- Stored data entries:
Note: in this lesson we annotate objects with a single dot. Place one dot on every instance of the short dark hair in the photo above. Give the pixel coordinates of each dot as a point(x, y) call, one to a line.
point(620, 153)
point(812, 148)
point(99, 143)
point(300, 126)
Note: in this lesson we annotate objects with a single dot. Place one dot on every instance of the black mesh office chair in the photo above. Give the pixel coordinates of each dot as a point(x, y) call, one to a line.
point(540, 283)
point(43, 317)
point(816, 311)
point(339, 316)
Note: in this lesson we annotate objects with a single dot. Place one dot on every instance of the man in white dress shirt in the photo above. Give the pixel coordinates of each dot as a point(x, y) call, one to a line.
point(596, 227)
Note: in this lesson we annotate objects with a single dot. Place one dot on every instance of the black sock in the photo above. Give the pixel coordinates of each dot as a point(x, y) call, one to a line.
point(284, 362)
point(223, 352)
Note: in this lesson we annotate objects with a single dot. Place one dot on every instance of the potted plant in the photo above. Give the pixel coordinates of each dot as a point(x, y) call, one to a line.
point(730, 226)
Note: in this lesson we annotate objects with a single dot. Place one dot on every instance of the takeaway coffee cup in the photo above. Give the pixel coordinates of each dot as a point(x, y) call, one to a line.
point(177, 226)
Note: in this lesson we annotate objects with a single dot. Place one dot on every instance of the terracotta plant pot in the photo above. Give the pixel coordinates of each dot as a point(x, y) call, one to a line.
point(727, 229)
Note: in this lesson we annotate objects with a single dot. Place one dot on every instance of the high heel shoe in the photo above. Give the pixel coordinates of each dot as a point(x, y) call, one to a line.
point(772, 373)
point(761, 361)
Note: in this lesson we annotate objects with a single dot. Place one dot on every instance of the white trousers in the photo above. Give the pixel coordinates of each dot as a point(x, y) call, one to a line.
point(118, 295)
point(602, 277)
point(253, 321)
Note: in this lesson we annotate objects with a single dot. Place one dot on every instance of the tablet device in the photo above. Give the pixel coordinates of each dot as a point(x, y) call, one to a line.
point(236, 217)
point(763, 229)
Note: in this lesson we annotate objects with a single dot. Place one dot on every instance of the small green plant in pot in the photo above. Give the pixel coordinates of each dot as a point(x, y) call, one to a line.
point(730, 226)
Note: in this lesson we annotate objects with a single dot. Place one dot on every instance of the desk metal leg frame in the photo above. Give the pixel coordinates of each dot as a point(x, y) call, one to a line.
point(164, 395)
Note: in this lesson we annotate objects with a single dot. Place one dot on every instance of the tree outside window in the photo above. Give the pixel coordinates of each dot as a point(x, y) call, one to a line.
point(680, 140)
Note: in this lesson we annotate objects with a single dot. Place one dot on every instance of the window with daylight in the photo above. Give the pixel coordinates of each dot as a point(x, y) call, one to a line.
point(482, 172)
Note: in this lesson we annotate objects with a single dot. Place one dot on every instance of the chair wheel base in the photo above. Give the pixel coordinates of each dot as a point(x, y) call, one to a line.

- DIRECTIONS FOR THIS TASK: Repeat the records above exactly.

- REPLY TO THE EXERCISE:
Note: in this lesson we annotate objects with a single dot. Place one dot on every instance of the short dark hair in the photo above. Give the pixel coordinates of each dot as a point(x, y) call, one to a line.
point(620, 153)
point(812, 148)
point(99, 143)
point(300, 126)
Note: in this lesson we annotate objects with a single dot. Place one dot on every instance of the black mesh office chair in the photo above. Give the pixel coordinates of each dot as a point(x, y) call, one to a line.
point(540, 283)
point(43, 317)
point(816, 311)
point(339, 316)
Note: in this lesson we annotate objects with a single dot. Place one dot on every instance of the man in white dress shirt in the photo above. Give the pixel coordinates of each dot as a point(x, y) call, one to a line.
point(596, 227)
Note: in this lesson we annotate objects with a single dot. Place one dot on every instance of the black sock in the photo above. Give the pixel coordinates of each dot as a point(x, y) call, one to a line.
point(284, 362)
point(223, 352)
Note: in this lesson we annotate objects with a single dot. Place one dot on every instance of the potted plant in the photo above. Give the pixel coordinates of each dot as a point(x, y) call, one to a line.
point(730, 226)
Note: in this lesson we annotate objects with a single dot. Place one dot on every instance of the takeaway coffee cup in the photo above. Give the pixel coordinates of each dot as a point(x, y) call, one to a line.
point(177, 226)
Note: in this lesson we annotate objects with a single dot. Place one dot on every instance of the terracotta plant pot in the photo above. Give the pixel coordinates of each dot as a point(x, y) call, one to a line.
point(727, 229)
Note: in this lesson we annotate objects with a single dot. Place one dot on every instance of the high heel shoe in the photo above. Give the pixel coordinates of each dot as a point(x, y) call, one to a line.
point(772, 373)
point(761, 361)
Note: in this lesson we annotate objects with a single dot. Place one dot on every instance of the white trousers in the photo above. Give the pixel coordinates of each dot as a point(x, y) call, one to a line.
point(118, 295)
point(602, 277)
point(253, 321)
Note: in this lesson we annotate objects with a single dot. Place one dot on every instance of the tablet device in the photo above. Give the pixel coordinates of each dot as a point(x, y) call, one to a line.
point(236, 217)
point(763, 229)
Note: in this lesson we annotate objects with a single dot. Place one dot on every instance of the small green plant in pot in the photo above. Give the pixel coordinates of each dot as a point(x, y) call, one to a line.
point(730, 226)
Note: in this lesson we annotate objects with a single dot. Place one dot on every instance of the desk metal leg frame in the photo above. Give the pixel coordinates of each dot as a point(x, y) call, one to a line.
point(164, 395)
Note: in this lesson we annotate objects with a single dot. Place one dot on every instance of the tree outside window in the photo above. Give the pixel coordinates of each dot as a point(x, y) call, one to a line.
point(680, 140)
Note: in this lesson we annotate objects with a single dot. Place one dot on every instance of the window with daylight in the photo above. Give the pixel coordinates of each dot as a point(x, y) call, one to a line.
point(482, 172)
Note: in this lesson we annotate objects with a single dot. Place one dot on every instance of the chair wheel base in the photo above. Give the pixel coordinates of each dot as a point(x, y) call, one to a line.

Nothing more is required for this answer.